Extract provided —
------------------------------------

Book Read Free

A Winter's Journal

Page 21

by Emmanuel Bove


  There is, in Blutel, a remarkable piece of Bovian analysis which I think brings all this out. Here is Maxime on himelf and his father:

  His memories were ageless. Some from his infancy were clearer than those from his youth. To work out how he was at seven or fourteen he had to find a starting point in the apartments his family had occupied. He knew their order and how many years had been spent in each . . . He barely remembered his parents, though they did not die until he was a young man ... He had never found anyone who could describe his childhood gestures. No one who had known him then had survived. His name and photograph would have had to appear in the newspaper for the last members of his dispersed family to have written him a letter. And even then, he would have had to receive the letters, doubtless sent to various prefectures in the hope of finding him.{40}

  This prompts Maxime into precisely the sort of apparently normal, but in fact internally distorted, "explanation" to which I have been referring:

  His father sometimes came into his room to beg him to work. Maxime already had a confused sense that his father had suffered, that his life had been difficult. Though unconscious, Maxime’s wish was also to suffer, to live to become a man. He said to himself, "I want to grow up by my own means" ... He believed in just one thing: to create himself. When added to his laziness, this ambition led him to abandon his studies—they were so dry alongside the sufferings he was ready to endure. And when, later, circumstances forced him to live in third-rate hotels, it always seemed to him that the misery he could see about him was small beer compared to that which he had imagined. The closer he got to it, the lesser it seemed. He wanted to enter the suffering of the world. But each time it disappointed him. He thought it would be deeper . . . Having arrived in Paris at the age of fourteen and penniless, his only thought was to become a scholar. Alone and without the slightest help from anyone, he shut himself up in a room in the Latin Quarter with dictionaries, books as incomprehensible as those used in more advanced classes, and nourishing himself on bread and butter, tried to learn everything by heart. . . But he had a joker's heart which prevented his succeeding. Everything he tried failed. It was then, discouraged, that he separated from his first wife, remarried, and left Paris. All the things he hadn't been able to do, he wanted his son to do . . . Left out of his calculations was the fact that his son admired him, and that he too wanted to suffer.

  As Cousse says, "Bove spent his life seeking a doubly impossible integration. On the one hand, the literary milieu of his time was powerfully anchored to the bourgeosie. To be admitted, one must belong to it or be godfathered into it . . .

------------------------------------

Data block —
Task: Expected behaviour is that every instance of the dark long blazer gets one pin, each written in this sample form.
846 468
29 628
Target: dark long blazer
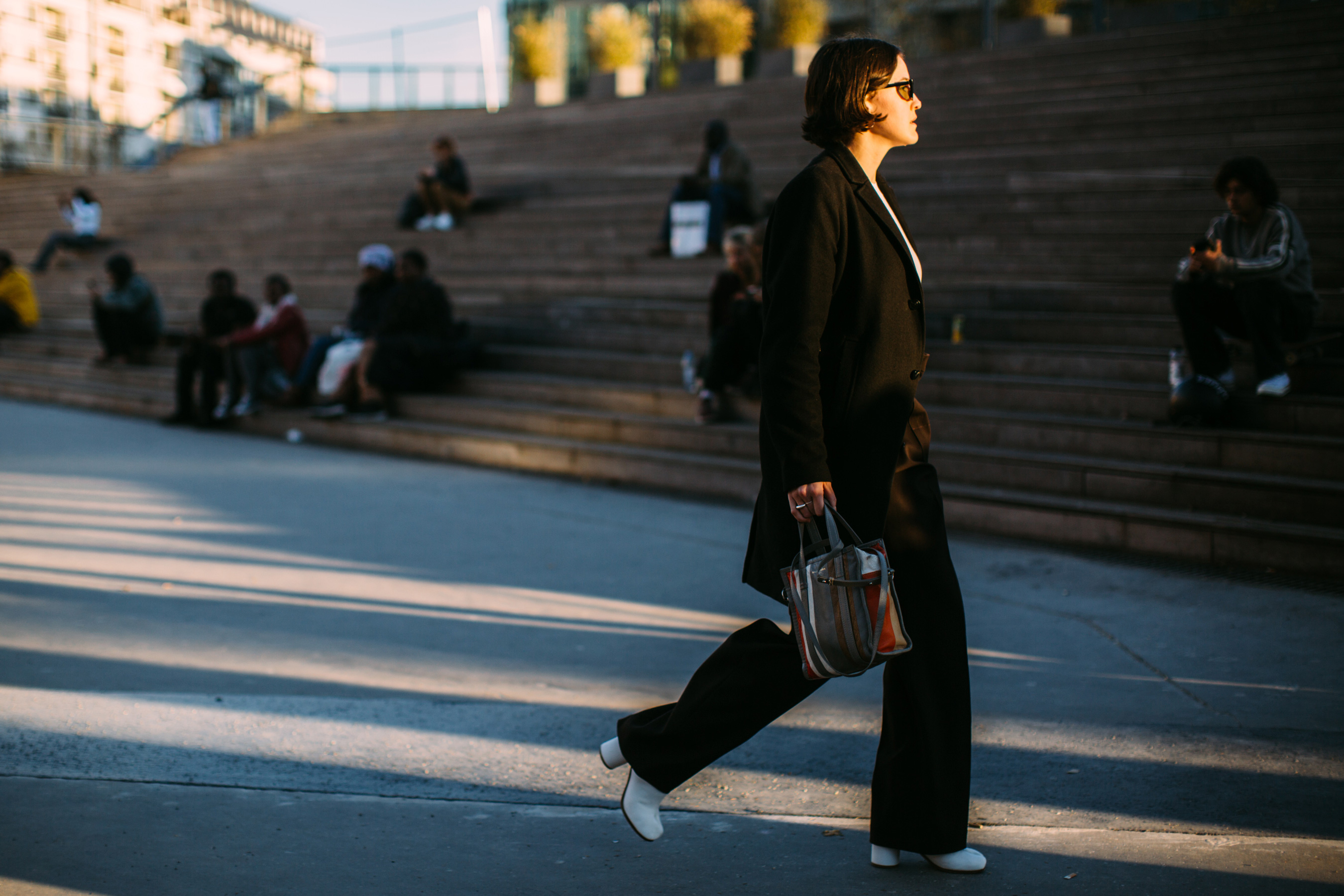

------------------------------------

Objective — Summarize the extract on Bove's novel Blutel in two sentences.

Right answer — The extract quotes a passage from Blutel as an example of Bovian analysis, in which Maxime's memories are ageless and he barely remembers his parents. Maxime's wish to suffer and create himself, together with his laziness, leads him to abandon his studies, while his father, who had failed to become a scholar after arriving penniless in Paris at fourteen, wanted his son to do all he himself could not.